### Material for this task
▼

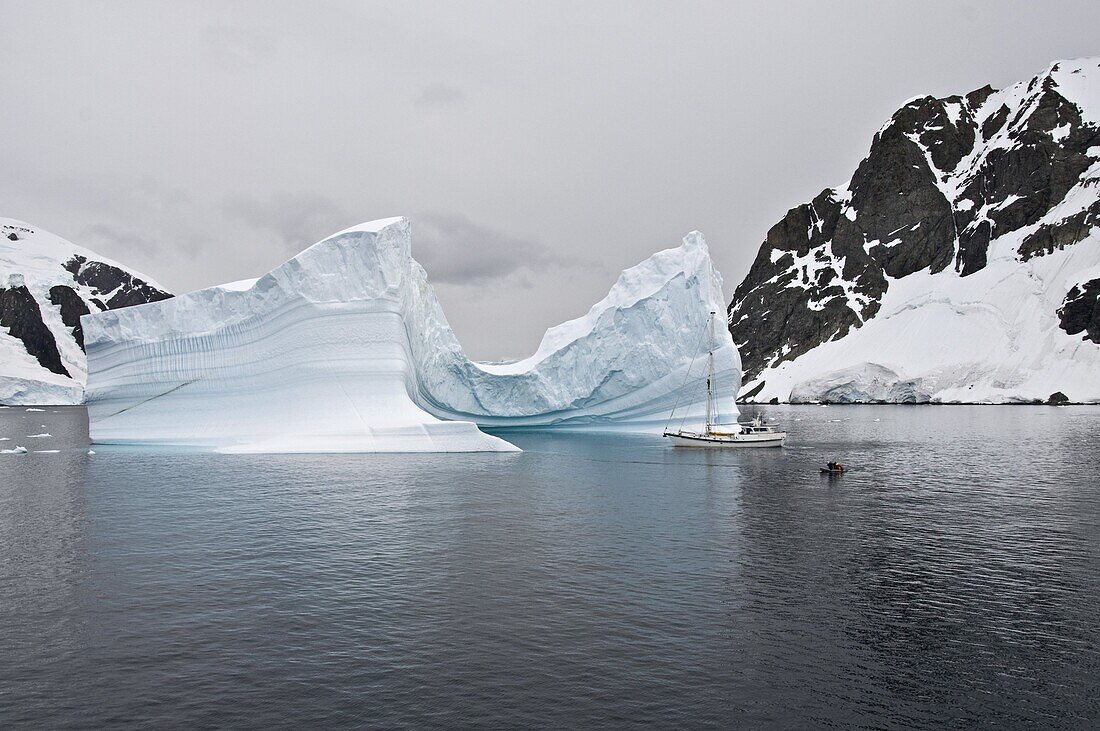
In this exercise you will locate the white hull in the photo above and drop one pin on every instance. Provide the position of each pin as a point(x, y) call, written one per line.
point(726, 441)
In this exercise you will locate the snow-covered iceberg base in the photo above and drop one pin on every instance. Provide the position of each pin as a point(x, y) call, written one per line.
point(345, 349)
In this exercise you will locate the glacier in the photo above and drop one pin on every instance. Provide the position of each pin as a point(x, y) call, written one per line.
point(345, 349)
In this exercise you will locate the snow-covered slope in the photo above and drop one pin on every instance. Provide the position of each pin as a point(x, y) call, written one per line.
point(345, 349)
point(960, 264)
point(46, 284)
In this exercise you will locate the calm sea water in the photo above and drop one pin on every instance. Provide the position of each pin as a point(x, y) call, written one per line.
point(950, 579)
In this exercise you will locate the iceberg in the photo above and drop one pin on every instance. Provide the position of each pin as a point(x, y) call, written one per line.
point(345, 349)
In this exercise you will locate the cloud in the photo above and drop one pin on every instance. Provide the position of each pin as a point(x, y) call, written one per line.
point(297, 220)
point(457, 251)
point(439, 95)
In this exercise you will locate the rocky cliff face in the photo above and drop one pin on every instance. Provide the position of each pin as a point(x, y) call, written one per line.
point(958, 199)
point(45, 285)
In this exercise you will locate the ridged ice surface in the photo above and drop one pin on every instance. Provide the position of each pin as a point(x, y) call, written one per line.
point(345, 349)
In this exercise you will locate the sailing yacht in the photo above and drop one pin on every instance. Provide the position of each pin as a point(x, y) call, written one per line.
point(743, 434)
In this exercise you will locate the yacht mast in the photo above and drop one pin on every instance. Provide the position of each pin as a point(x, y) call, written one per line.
point(710, 372)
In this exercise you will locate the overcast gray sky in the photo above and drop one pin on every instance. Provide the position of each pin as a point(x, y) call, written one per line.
point(538, 147)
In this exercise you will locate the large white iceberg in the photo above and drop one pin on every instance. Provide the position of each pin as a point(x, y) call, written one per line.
point(345, 349)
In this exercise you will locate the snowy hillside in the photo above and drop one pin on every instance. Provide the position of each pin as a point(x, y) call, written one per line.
point(345, 349)
point(45, 285)
point(960, 264)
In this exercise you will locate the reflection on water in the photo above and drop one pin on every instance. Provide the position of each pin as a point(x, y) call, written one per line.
point(950, 578)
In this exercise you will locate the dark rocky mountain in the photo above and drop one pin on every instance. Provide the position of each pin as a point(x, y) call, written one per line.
point(958, 199)
point(45, 285)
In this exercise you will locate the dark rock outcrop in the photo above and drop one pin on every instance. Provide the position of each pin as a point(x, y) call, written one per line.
point(943, 180)
point(1080, 311)
point(21, 316)
point(72, 308)
point(124, 289)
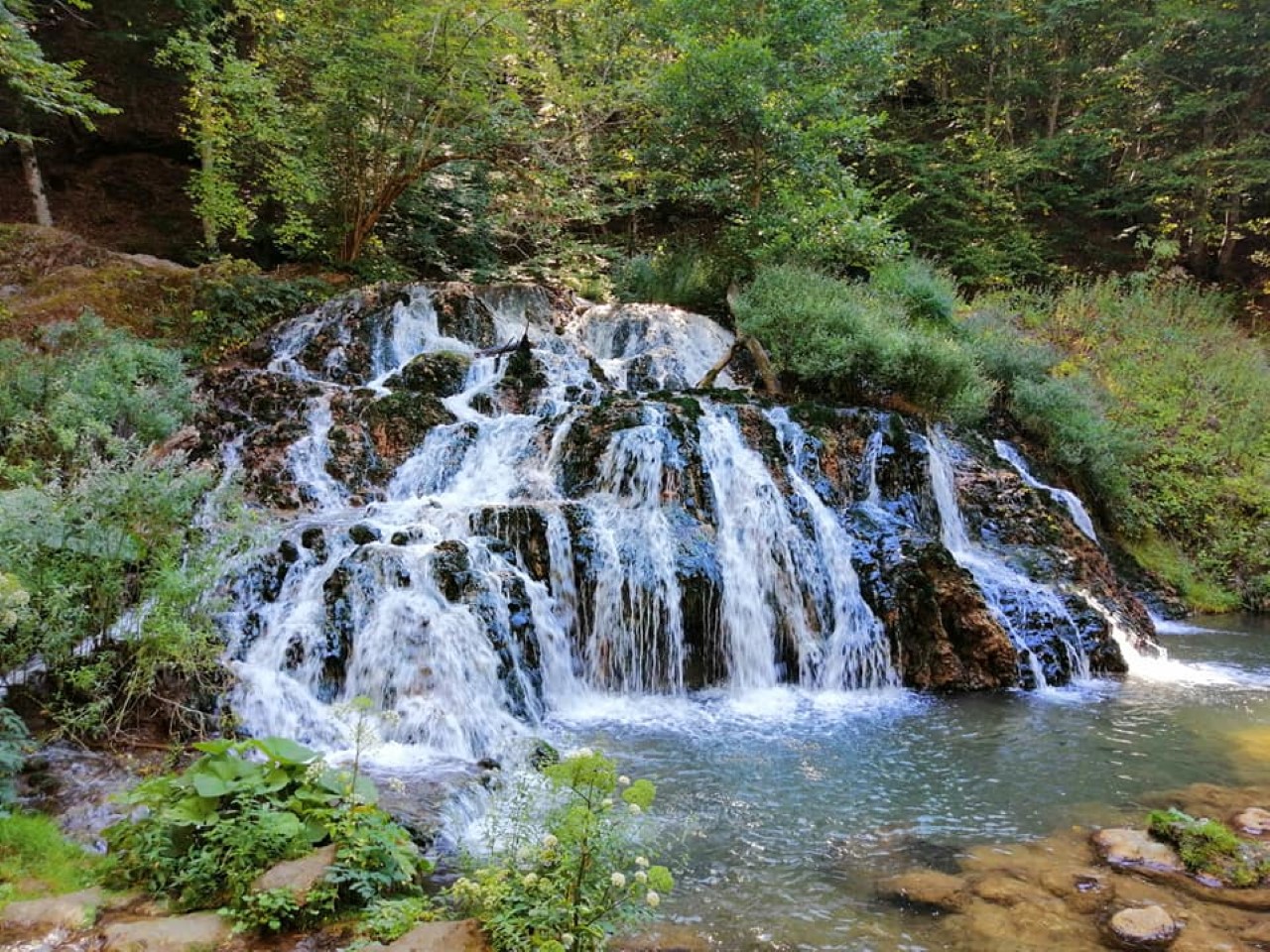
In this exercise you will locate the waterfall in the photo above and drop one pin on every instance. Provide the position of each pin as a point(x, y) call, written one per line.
point(1025, 608)
point(477, 549)
point(856, 653)
point(1070, 500)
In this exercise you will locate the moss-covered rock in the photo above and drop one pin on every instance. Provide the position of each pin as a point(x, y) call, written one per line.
point(439, 375)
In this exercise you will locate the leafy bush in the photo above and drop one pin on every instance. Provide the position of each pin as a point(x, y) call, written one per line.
point(89, 394)
point(851, 341)
point(1210, 848)
point(1184, 444)
point(683, 277)
point(566, 883)
point(241, 807)
point(928, 295)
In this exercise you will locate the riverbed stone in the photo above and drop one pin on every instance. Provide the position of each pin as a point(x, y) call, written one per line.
point(180, 933)
point(73, 910)
point(1080, 890)
point(300, 875)
point(1254, 820)
point(928, 889)
point(462, 936)
point(1002, 890)
point(1135, 848)
point(1146, 927)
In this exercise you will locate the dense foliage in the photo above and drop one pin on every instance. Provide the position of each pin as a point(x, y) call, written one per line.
point(93, 524)
point(211, 830)
point(564, 867)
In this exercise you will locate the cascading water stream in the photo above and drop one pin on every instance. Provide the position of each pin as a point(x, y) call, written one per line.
point(1021, 606)
point(552, 539)
point(856, 653)
point(1070, 500)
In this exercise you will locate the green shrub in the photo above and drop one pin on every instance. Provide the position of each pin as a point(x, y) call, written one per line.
point(683, 277)
point(13, 751)
point(929, 296)
point(241, 807)
point(36, 857)
point(568, 881)
point(234, 306)
point(1210, 848)
point(89, 394)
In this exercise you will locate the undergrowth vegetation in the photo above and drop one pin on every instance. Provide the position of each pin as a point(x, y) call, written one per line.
point(1174, 434)
point(104, 617)
point(209, 832)
point(564, 867)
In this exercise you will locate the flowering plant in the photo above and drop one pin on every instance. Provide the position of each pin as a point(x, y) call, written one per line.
point(567, 881)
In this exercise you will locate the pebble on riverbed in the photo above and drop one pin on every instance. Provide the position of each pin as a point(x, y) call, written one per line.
point(1147, 927)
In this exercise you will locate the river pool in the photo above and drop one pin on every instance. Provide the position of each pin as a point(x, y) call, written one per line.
point(779, 810)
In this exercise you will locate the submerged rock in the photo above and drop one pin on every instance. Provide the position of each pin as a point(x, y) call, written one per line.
point(73, 910)
point(926, 889)
point(572, 515)
point(1148, 927)
point(1135, 848)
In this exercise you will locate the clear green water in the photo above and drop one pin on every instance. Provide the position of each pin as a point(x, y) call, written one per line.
point(780, 810)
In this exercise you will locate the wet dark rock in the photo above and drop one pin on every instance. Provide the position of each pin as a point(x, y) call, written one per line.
point(437, 375)
point(462, 315)
point(588, 438)
point(365, 534)
point(943, 631)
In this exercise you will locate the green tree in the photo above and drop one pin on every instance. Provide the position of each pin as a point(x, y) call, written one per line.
point(1197, 151)
point(326, 112)
point(762, 114)
point(39, 85)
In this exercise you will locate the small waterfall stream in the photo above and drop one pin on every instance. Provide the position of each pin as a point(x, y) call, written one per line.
point(476, 543)
point(1021, 606)
point(1069, 499)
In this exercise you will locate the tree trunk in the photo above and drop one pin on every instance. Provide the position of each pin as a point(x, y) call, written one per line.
point(35, 182)
point(1229, 235)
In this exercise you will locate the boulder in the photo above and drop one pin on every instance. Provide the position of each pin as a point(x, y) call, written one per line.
point(1147, 927)
point(948, 636)
point(1135, 848)
point(443, 937)
point(928, 889)
point(195, 932)
point(300, 875)
point(1254, 820)
point(73, 910)
point(440, 375)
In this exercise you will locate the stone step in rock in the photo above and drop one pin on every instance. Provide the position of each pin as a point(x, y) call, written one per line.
point(73, 910)
point(463, 936)
point(195, 932)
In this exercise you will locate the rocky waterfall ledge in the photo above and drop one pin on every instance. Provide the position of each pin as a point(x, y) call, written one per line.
point(468, 538)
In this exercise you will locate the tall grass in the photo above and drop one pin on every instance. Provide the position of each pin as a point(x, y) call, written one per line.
point(1189, 403)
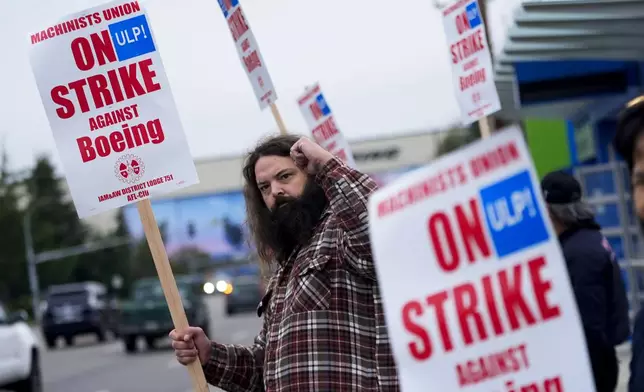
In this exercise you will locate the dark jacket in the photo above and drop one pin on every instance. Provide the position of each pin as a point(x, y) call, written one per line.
point(601, 298)
point(636, 381)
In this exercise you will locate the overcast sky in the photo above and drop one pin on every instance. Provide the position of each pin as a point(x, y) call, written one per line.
point(382, 65)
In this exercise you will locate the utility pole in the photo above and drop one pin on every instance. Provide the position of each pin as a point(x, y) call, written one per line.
point(34, 285)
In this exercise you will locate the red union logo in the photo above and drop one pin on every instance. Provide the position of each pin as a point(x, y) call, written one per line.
point(129, 169)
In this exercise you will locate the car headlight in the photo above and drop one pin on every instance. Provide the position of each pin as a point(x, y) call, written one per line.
point(222, 286)
point(208, 288)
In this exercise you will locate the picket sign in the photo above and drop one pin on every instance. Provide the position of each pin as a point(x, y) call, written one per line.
point(116, 127)
point(251, 59)
point(474, 284)
point(321, 122)
point(471, 63)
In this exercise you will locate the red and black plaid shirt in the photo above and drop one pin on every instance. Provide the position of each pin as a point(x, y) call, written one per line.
point(324, 326)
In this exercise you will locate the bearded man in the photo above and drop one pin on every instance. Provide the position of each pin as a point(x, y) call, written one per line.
point(324, 327)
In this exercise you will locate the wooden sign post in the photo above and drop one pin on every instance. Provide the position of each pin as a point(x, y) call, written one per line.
point(278, 119)
point(472, 69)
point(168, 284)
point(115, 124)
point(251, 59)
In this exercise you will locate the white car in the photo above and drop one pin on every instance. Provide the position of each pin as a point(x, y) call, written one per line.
point(20, 352)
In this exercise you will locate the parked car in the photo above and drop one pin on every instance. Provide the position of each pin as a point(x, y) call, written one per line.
point(19, 354)
point(146, 314)
point(77, 309)
point(244, 293)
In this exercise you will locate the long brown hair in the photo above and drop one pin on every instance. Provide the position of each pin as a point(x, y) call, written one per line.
point(257, 214)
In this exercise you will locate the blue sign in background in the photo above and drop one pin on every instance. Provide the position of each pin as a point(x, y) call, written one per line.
point(227, 5)
point(131, 37)
point(473, 15)
point(324, 108)
point(512, 214)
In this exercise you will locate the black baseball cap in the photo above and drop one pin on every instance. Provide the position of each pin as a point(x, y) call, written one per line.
point(559, 187)
point(630, 124)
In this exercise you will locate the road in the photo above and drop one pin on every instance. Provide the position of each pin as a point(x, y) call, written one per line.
point(93, 367)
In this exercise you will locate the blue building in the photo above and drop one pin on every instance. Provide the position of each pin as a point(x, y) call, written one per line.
point(579, 62)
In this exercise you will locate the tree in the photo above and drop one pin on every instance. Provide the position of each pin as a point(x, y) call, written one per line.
point(54, 222)
point(142, 265)
point(102, 265)
point(14, 281)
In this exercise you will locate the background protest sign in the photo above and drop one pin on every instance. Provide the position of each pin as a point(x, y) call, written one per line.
point(475, 288)
point(113, 118)
point(471, 62)
point(249, 53)
point(110, 108)
point(321, 122)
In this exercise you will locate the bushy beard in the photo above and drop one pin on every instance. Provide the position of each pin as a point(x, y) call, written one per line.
point(292, 221)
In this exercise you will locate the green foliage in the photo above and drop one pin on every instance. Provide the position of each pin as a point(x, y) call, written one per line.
point(457, 138)
point(12, 249)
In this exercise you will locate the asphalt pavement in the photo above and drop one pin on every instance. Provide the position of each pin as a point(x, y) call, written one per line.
point(93, 367)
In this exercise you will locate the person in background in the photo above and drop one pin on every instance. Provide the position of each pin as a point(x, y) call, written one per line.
point(594, 274)
point(324, 327)
point(629, 143)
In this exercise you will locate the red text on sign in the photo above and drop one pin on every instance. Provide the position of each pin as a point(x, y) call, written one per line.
point(66, 27)
point(472, 235)
point(487, 367)
point(548, 384)
point(113, 117)
point(481, 308)
point(467, 46)
point(97, 91)
point(438, 183)
point(119, 141)
point(121, 10)
point(496, 158)
point(471, 79)
point(462, 22)
point(325, 131)
point(252, 61)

▲

Send back exactly the lines from the line with "In this exercise you will locate the person" through the end of the records.

### The solution
In this exercise you will locate the person in background in the photo above and drop one pin on every instance. Provide the position of each pin as a point(x, y) call, written one per line.
point(594, 274)
point(324, 327)
point(629, 143)
In this exercise you will locate the red text on sign in the photo above and drop one pin on every instance. Provide the position of each pin as a point(x, y) call, written one per line.
point(66, 27)
point(472, 235)
point(487, 367)
point(548, 384)
point(113, 117)
point(481, 308)
point(467, 46)
point(97, 91)
point(438, 183)
point(119, 141)
point(121, 10)
point(496, 158)
point(471, 79)
point(462, 22)
point(325, 131)
point(252, 61)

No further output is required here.